Image-backed grounding data
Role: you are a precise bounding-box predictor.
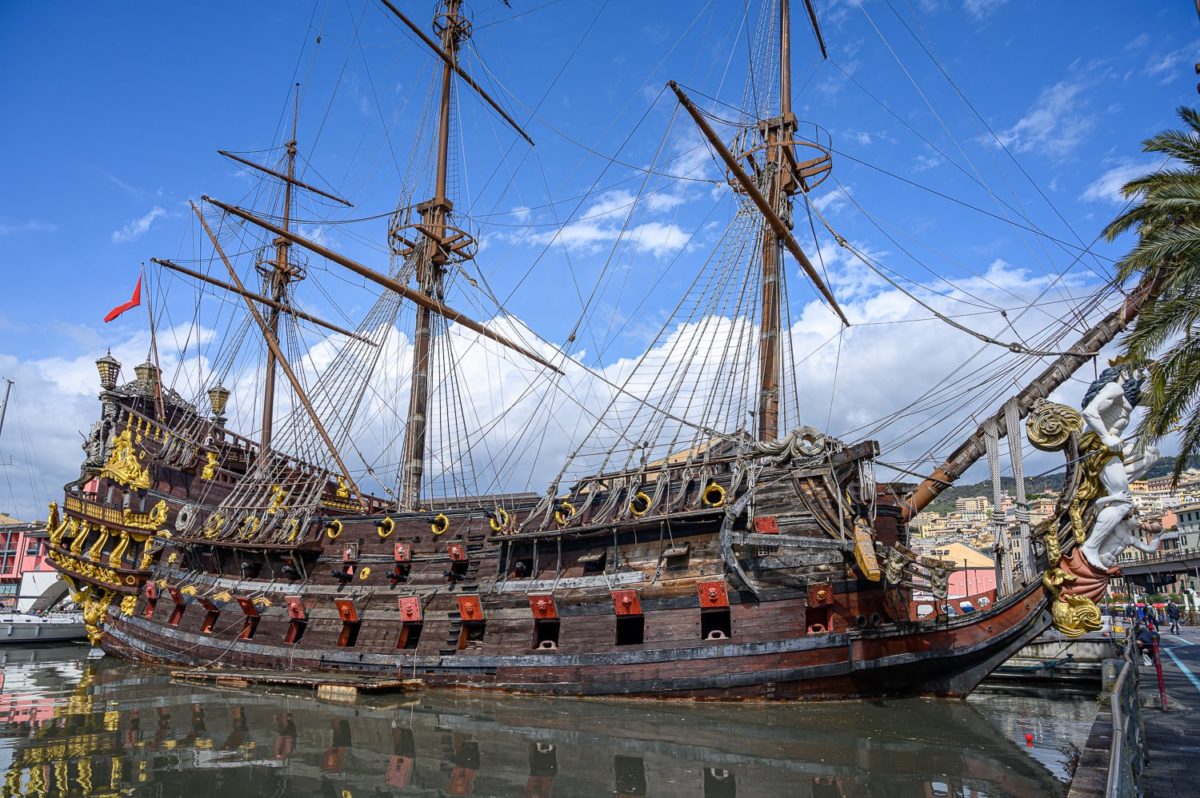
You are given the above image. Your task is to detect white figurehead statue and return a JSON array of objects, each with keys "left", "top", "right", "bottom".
[{"left": 1079, "top": 363, "right": 1161, "bottom": 570}]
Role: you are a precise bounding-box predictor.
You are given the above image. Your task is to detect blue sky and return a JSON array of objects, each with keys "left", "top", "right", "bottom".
[{"left": 0, "top": 0, "right": 1197, "bottom": 518}]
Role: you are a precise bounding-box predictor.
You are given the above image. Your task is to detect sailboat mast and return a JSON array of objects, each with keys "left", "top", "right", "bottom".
[
  {"left": 0, "top": 379, "right": 12, "bottom": 442},
  {"left": 400, "top": 0, "right": 465, "bottom": 509},
  {"left": 260, "top": 87, "right": 300, "bottom": 451},
  {"left": 756, "top": 0, "right": 796, "bottom": 443}
]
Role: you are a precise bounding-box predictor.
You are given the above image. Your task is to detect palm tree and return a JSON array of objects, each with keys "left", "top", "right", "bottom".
[{"left": 1103, "top": 106, "right": 1200, "bottom": 484}]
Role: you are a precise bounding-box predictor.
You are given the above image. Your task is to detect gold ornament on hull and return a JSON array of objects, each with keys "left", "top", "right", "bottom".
[
  {"left": 98, "top": 428, "right": 151, "bottom": 490},
  {"left": 200, "top": 452, "right": 219, "bottom": 480},
  {"left": 1025, "top": 399, "right": 1115, "bottom": 637},
  {"left": 124, "top": 498, "right": 169, "bottom": 531}
]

_What is needed_
Please output all the records above exactly, leaving out every picture.

_Result of the exercise_
Role: you are a precise bounding-box predictor.
You are given the above image. Your task is to detect white figurehead statue and return a JSON array of objects, each with keys "left", "top", "right", "bottom".
[{"left": 1079, "top": 363, "right": 1161, "bottom": 570}]
Role: you are a precise bounding-box predictor.
You are given the above image. Your task is to detect blue sky and return a JSON array of objects, each with keys "left", "top", "right", "bottom".
[{"left": 0, "top": 0, "right": 1197, "bottom": 518}]
Role: you are a precise bounding-box predictor.
You are given the above image. Your task is to detect sailboat mast and return a JSON array of objects, each with keys "left", "top", "right", "bottom".
[
  {"left": 0, "top": 379, "right": 12, "bottom": 442},
  {"left": 400, "top": 0, "right": 465, "bottom": 509},
  {"left": 260, "top": 87, "right": 300, "bottom": 451},
  {"left": 756, "top": 0, "right": 796, "bottom": 443}
]
Role: you are a precise bounding-box predictor.
You are given the above image. Your task is to detect palm tree and return a JSON array of objects, each with keys "left", "top", "right", "bottom".
[{"left": 1103, "top": 106, "right": 1200, "bottom": 484}]
Role: you are a precise bounding-box predictor.
You are given the above image. Your task is to detect gold ornament on hull and return a JSON array of objects, each with keys "left", "top", "right", "bottom".
[
  {"left": 98, "top": 428, "right": 151, "bottom": 490},
  {"left": 200, "top": 452, "right": 219, "bottom": 480},
  {"left": 1025, "top": 399, "right": 1115, "bottom": 637},
  {"left": 124, "top": 498, "right": 169, "bottom": 531}
]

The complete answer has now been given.